Data entries
-----
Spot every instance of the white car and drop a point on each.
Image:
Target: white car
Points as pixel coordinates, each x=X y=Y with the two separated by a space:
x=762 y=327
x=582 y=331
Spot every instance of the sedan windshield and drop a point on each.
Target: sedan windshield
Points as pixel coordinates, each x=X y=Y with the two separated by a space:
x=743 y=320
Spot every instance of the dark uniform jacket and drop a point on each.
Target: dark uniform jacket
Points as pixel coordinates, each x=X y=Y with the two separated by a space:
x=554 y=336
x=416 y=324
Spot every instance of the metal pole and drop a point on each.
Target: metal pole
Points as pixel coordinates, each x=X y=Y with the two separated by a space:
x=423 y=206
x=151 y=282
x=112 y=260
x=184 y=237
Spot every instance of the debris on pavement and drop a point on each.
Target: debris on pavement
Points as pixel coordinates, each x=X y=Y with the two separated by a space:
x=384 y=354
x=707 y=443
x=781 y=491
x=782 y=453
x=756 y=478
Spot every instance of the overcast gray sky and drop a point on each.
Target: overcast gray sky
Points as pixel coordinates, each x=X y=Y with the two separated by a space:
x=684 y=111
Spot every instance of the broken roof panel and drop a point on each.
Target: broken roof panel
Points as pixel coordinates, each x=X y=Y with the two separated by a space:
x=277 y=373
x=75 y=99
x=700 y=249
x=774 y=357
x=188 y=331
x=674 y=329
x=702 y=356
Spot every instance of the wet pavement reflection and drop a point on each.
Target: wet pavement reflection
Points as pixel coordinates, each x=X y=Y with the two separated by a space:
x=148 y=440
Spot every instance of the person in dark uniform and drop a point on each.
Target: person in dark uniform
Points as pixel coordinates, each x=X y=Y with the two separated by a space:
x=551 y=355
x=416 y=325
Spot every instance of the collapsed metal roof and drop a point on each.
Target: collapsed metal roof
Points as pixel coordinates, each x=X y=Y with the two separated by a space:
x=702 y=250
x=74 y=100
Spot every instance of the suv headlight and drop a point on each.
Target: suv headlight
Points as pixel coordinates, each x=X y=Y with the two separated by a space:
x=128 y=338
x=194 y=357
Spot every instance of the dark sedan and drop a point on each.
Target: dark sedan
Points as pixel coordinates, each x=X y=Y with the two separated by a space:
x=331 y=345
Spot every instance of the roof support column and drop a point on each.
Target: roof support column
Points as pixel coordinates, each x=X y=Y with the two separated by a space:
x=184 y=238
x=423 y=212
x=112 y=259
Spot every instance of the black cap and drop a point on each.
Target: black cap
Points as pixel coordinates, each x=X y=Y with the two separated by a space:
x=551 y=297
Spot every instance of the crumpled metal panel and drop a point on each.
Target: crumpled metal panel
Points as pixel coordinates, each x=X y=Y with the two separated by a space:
-----
> WHAT TO WORK ON: In full and without alteration, write out each record.

> REPLY:
Spot every instance of the white car and drop a point on each.
Image:
Target: white car
Points as pixel coordinates, each x=X y=Y with the two separated by a space:
x=762 y=327
x=582 y=331
Spot every instance of the sedan windshield and drop a point on each.
Target: sedan windshield
Points as pixel coordinates, each x=X y=Y with the two separated by a space:
x=743 y=320
Spot every instance of the dark uniform jacket and drop a point on each.
Target: dark uniform jacket
Points as pixel coordinates, each x=X y=Y with the two separated by a space:
x=554 y=336
x=416 y=324
Spot every instance of the metal pole and drop a point on each.
Target: metal pole
Points as pixel coordinates, each x=X y=Y with the two separated by a space:
x=423 y=206
x=151 y=282
x=112 y=260
x=184 y=237
Spot every instance of the debris on pavement and drop a point on each.
Target: debris on pavement
Points as pixel coordinates, each x=X y=Y with the two separated by a space:
x=384 y=354
x=707 y=443
x=781 y=491
x=782 y=453
x=756 y=478
Spot every instance of the overcast gray sky and drop a point on each.
Target: overcast gray sky
Points as pixel coordinates, each x=X y=Y with the two separated by a space:
x=684 y=111
Spot every instance of the broken roof panel and drop a point on each.
Target: broken roof panel
Points as pixel coordinates, each x=X y=Y with the two separated by a space:
x=277 y=373
x=75 y=99
x=700 y=249
x=774 y=357
x=188 y=331
x=674 y=329
x=702 y=356
Spot every instance of the wet pavement reflection and drop a point on each.
Target: wet pavement reflection
Points as pixel coordinates, each x=X y=Y with the two separated by a space:
x=148 y=440
Spot every instance of the person in dark uniform and drop a point on each.
Target: person in dark uniform
Points as pixel coordinates, each x=X y=Y with the two separated by a space:
x=551 y=355
x=416 y=325
Spot every instance of the collapsed metal roof and drop a point on each.
Target: collapsed metal roof
Points as pixel coordinates, each x=X y=Y with the two separated by a space:
x=702 y=250
x=74 y=100
Spot every instance of the suv headlight and drop a point on each.
Target: suv headlight
Points as pixel coordinates, each x=X y=Y with the two separated by a space:
x=128 y=338
x=194 y=357
Spot every instance of the dark sedan and drop a point on each.
Target: dark sedan
Points as pixel coordinates, each x=X y=Y with the two separated by a space:
x=331 y=345
Spot every instance of the roof support column and drop a point on each.
Target: roof support column
Points as pixel coordinates, each x=X y=Y with the two separated by a space:
x=184 y=238
x=423 y=212
x=112 y=259
Spot every instance of the black cap and drop a point on each.
Target: black cap
Points as pixel coordinates, each x=X y=Y with the two separated by a space:
x=551 y=297
Spot every instance of the crumpled metal panel and drop a point on each.
Target: crumpled metal panel
Points as pixel coordinates, each x=X y=Y with the two separated by a space:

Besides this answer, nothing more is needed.